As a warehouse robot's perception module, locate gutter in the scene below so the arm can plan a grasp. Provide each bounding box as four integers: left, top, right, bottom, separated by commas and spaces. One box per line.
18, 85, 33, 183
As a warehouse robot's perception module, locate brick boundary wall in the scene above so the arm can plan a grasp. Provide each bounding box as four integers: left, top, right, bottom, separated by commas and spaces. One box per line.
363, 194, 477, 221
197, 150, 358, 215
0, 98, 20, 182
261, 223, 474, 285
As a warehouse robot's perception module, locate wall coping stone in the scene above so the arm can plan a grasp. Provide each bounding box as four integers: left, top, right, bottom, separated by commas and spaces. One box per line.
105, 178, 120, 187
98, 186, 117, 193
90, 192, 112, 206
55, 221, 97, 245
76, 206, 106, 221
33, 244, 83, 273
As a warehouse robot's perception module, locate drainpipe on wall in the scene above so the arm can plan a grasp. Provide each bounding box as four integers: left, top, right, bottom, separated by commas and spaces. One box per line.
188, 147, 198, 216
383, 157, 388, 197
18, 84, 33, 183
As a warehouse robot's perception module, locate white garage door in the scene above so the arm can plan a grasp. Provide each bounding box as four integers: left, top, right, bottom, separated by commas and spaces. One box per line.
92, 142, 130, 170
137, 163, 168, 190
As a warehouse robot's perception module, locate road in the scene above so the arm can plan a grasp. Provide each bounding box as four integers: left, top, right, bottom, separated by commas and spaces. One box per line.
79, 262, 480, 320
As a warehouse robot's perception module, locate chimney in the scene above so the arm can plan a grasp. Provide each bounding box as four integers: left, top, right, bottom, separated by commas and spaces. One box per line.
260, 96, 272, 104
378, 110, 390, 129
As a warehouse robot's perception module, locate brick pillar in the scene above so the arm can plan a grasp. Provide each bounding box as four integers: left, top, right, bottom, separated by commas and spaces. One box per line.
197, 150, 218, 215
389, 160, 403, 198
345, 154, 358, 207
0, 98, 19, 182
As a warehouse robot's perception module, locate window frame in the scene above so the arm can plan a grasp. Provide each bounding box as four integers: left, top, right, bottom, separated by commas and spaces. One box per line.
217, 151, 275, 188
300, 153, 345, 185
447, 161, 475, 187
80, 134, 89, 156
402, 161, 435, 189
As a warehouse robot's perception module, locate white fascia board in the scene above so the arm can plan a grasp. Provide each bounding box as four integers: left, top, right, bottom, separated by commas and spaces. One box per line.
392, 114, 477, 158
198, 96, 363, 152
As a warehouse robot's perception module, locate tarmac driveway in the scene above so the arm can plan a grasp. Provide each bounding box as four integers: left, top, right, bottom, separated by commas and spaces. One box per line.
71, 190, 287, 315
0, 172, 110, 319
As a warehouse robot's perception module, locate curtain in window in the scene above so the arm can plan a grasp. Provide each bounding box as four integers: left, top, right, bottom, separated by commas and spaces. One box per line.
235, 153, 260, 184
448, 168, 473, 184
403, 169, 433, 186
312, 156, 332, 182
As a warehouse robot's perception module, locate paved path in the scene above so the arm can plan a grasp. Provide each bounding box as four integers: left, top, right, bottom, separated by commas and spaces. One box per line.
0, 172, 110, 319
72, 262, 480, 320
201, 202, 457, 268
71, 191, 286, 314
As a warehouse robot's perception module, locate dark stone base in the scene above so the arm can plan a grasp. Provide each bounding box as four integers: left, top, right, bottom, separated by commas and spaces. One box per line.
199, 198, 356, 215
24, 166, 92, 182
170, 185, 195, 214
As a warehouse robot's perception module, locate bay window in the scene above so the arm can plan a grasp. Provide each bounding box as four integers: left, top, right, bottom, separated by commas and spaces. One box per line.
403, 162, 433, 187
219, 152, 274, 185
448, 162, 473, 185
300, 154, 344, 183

* * *

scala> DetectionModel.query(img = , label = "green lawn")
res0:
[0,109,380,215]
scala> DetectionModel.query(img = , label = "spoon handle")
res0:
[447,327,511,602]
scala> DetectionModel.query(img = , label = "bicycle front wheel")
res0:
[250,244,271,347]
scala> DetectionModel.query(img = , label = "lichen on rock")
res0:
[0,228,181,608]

...

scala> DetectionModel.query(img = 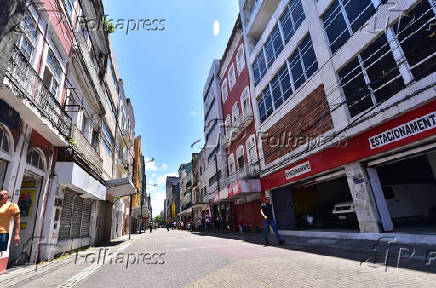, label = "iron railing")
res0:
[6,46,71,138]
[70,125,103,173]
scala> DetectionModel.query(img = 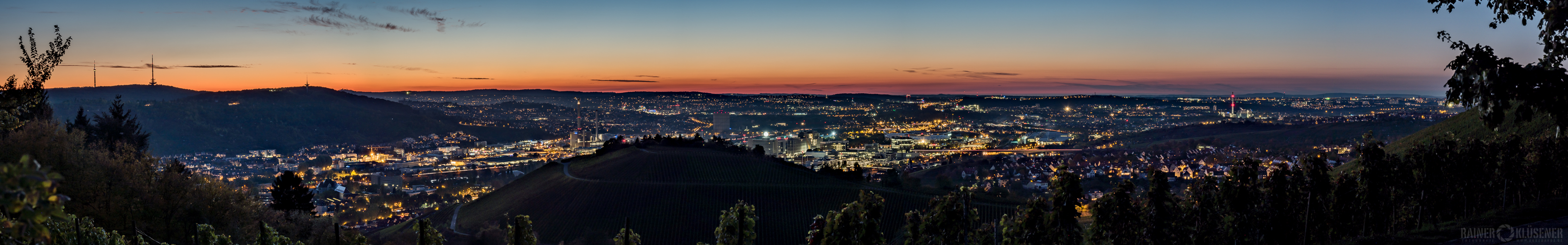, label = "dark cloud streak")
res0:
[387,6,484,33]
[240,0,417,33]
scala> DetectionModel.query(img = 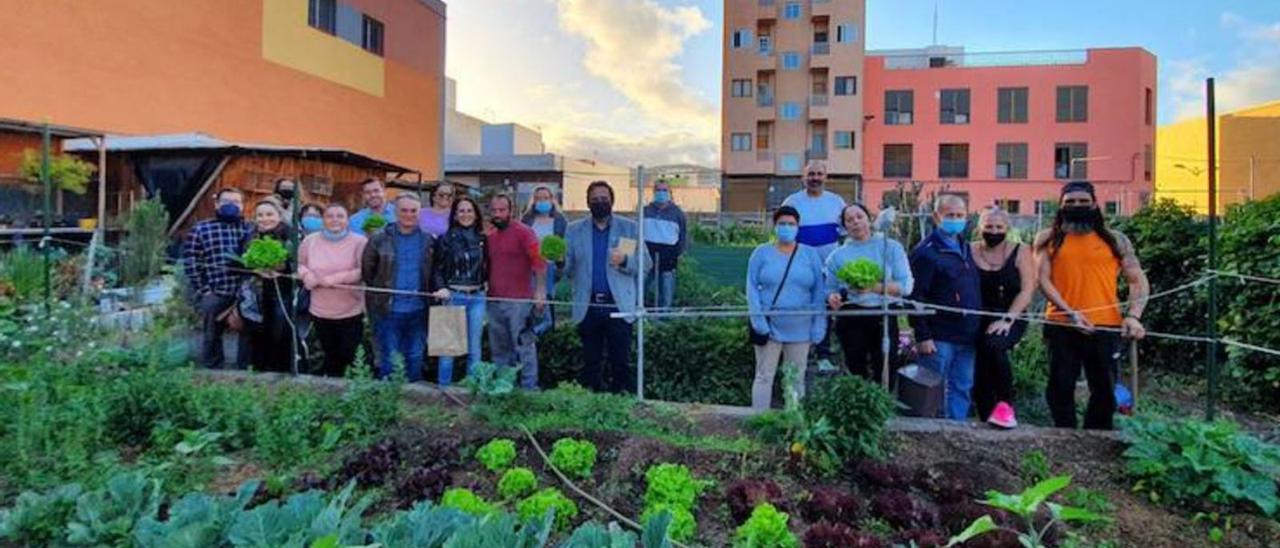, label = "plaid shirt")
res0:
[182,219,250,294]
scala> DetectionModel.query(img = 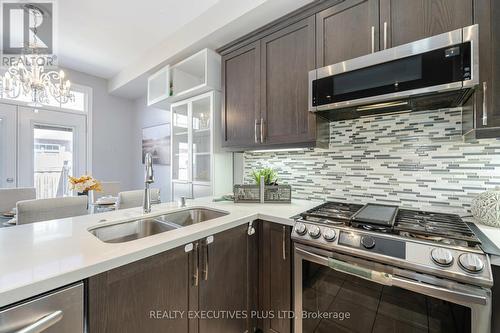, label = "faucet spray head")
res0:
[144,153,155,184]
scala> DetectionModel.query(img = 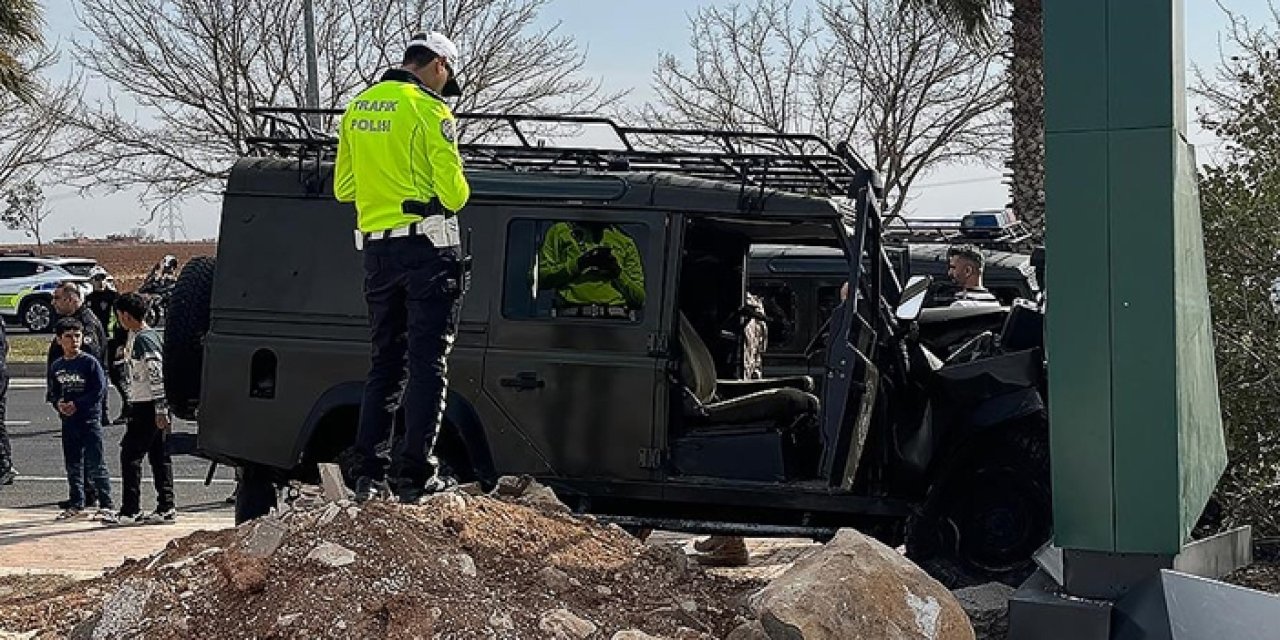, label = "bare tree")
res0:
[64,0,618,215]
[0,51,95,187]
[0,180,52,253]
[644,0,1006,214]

**PROBLEM TO SOLVE**
Report each line in the rows above that contains the word "stone", copying every such line in full. Case counts.

**FINAL ANSWER**
As a warehouse robot's perception module, locate wall coping stone in the scene above so the arm can plan a grasp. Provide each bounding box as four integers: left, top, right, bottom, separated by commas and spaces. One box per line.
As a warehouse robot's perception module, locate dark stone base in the scene above so the arm can plan a grasp. Provide each bounding box as four integers: left, top, right, bottom, separated by commas and spaces. One box per line.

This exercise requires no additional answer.